- Set problem -
Show every row that contains the word "diesel", copied in full. The match is case-sensitive.

- Data lines -
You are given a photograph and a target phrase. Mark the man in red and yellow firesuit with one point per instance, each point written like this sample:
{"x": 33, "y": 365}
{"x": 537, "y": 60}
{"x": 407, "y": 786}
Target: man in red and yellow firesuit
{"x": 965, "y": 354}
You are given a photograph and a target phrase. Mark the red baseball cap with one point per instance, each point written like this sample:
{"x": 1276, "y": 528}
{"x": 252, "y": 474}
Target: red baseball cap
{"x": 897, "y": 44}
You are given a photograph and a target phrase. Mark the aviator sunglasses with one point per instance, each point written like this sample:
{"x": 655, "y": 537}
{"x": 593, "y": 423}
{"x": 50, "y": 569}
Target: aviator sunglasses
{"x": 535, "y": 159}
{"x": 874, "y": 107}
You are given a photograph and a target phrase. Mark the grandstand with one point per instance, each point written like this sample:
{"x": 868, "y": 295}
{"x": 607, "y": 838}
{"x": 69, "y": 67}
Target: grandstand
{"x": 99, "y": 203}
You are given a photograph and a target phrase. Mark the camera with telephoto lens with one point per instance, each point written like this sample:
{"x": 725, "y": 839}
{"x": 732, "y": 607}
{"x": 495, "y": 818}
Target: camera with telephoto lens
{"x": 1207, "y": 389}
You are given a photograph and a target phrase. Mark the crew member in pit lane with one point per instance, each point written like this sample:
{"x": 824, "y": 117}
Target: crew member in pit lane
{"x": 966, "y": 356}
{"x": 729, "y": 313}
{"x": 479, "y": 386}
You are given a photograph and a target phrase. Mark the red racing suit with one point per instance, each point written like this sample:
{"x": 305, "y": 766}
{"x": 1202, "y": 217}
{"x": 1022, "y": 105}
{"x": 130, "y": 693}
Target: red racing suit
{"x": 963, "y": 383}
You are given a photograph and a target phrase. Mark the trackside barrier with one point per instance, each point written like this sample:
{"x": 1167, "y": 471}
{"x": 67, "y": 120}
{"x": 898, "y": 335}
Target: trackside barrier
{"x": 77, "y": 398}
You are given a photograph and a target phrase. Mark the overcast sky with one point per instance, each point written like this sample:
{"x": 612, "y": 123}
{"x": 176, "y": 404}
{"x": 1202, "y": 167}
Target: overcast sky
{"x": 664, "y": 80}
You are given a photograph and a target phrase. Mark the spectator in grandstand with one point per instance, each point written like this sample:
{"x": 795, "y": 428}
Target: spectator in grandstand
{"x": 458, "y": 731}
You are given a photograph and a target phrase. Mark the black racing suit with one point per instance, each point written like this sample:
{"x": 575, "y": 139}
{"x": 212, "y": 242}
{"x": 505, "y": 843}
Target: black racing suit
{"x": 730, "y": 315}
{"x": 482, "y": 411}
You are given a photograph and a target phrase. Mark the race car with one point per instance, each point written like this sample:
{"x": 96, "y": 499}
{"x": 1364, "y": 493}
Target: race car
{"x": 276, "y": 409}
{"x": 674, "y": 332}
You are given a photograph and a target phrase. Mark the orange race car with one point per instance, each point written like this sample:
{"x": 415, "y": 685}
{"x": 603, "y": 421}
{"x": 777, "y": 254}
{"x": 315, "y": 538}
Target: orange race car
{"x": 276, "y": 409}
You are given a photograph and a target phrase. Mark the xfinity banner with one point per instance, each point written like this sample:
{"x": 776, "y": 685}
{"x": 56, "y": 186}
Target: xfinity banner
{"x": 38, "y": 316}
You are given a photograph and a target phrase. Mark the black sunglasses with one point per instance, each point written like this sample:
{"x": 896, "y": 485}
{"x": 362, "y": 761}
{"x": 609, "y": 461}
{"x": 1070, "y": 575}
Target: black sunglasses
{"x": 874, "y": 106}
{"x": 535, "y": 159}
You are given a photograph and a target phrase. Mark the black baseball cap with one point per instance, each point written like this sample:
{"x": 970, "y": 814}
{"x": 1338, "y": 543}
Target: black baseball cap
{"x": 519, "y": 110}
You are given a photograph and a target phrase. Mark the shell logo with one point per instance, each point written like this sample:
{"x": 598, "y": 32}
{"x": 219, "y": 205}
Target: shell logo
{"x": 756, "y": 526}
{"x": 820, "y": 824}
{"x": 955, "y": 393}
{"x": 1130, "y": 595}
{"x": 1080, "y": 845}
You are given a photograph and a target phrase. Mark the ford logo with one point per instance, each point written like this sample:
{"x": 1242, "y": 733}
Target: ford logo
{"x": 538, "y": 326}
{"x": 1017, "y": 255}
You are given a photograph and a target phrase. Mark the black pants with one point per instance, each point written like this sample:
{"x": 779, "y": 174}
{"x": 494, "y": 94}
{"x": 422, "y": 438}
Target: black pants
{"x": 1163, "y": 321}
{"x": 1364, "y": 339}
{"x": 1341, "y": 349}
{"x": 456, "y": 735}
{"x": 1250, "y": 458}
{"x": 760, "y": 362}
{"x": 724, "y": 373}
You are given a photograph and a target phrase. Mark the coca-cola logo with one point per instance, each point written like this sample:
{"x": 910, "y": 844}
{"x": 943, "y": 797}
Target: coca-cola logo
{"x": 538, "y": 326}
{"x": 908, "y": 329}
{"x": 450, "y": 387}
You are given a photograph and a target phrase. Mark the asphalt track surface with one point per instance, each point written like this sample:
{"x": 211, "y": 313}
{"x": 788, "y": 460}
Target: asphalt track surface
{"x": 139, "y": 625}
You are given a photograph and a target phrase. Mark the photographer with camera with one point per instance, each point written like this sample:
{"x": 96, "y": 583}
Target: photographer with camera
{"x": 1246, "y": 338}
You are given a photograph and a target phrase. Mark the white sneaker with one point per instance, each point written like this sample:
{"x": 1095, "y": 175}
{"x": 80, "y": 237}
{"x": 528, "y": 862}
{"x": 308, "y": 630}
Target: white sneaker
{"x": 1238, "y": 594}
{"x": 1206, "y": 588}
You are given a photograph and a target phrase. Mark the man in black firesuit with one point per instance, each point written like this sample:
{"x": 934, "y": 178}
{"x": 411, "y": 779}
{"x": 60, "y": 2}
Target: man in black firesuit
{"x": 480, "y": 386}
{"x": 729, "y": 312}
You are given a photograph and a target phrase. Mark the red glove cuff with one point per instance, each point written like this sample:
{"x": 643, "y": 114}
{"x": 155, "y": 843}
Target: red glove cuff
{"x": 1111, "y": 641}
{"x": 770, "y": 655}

* * *

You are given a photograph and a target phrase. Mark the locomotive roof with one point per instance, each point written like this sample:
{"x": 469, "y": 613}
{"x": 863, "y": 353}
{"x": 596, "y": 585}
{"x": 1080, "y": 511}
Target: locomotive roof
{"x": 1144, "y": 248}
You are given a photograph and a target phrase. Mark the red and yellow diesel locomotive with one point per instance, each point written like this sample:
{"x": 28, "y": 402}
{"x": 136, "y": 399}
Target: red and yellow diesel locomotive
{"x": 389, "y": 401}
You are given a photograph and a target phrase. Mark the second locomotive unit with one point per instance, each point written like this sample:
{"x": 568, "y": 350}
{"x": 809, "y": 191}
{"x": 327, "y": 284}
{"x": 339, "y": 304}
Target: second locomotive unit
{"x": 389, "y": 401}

--

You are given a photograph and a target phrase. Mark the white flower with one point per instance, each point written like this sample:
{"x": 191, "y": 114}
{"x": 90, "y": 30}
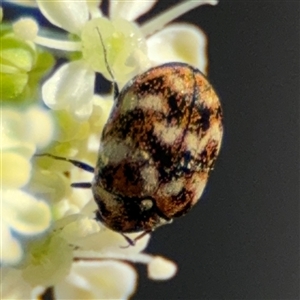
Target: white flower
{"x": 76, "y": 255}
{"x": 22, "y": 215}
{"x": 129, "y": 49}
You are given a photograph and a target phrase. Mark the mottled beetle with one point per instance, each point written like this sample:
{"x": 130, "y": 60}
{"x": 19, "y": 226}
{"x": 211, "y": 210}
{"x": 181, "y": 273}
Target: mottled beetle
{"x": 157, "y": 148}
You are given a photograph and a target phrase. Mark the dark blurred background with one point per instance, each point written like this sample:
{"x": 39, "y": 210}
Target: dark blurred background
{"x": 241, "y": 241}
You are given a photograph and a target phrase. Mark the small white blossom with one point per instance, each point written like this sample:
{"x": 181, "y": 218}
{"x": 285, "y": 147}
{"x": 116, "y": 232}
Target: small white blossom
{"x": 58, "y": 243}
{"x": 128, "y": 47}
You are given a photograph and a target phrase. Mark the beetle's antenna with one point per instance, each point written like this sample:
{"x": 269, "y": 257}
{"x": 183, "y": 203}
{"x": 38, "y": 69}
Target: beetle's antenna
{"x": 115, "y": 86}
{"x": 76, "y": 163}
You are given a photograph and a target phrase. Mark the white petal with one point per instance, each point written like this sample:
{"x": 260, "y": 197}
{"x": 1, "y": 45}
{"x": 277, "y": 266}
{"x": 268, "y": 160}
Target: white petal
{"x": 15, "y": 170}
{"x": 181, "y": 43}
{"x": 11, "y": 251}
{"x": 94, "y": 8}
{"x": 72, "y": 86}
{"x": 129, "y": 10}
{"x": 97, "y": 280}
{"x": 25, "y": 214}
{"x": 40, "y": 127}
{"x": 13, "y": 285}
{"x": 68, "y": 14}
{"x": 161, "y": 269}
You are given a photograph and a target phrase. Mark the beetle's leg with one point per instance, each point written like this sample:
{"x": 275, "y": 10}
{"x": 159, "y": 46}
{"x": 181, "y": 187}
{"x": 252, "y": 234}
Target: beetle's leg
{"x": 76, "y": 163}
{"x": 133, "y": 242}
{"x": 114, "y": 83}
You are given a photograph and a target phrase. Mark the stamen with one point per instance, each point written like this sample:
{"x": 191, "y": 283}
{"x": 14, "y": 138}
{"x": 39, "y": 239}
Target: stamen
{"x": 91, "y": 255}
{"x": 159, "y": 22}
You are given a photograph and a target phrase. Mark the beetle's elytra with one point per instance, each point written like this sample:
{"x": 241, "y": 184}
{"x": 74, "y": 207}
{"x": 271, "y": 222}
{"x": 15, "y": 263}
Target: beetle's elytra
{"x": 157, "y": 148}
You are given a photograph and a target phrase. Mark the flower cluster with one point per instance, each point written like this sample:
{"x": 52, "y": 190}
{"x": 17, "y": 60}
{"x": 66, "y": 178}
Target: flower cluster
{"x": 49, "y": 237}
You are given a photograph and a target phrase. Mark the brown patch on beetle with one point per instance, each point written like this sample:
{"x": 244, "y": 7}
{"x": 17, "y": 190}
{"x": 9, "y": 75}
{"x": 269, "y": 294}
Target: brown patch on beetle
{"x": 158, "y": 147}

- Full answer -
You are given a photograph and a target phrase. Mark the red and yellow diesel locomotive with one point per instance, each point written like this sample:
Target: red and yellow diesel locomotive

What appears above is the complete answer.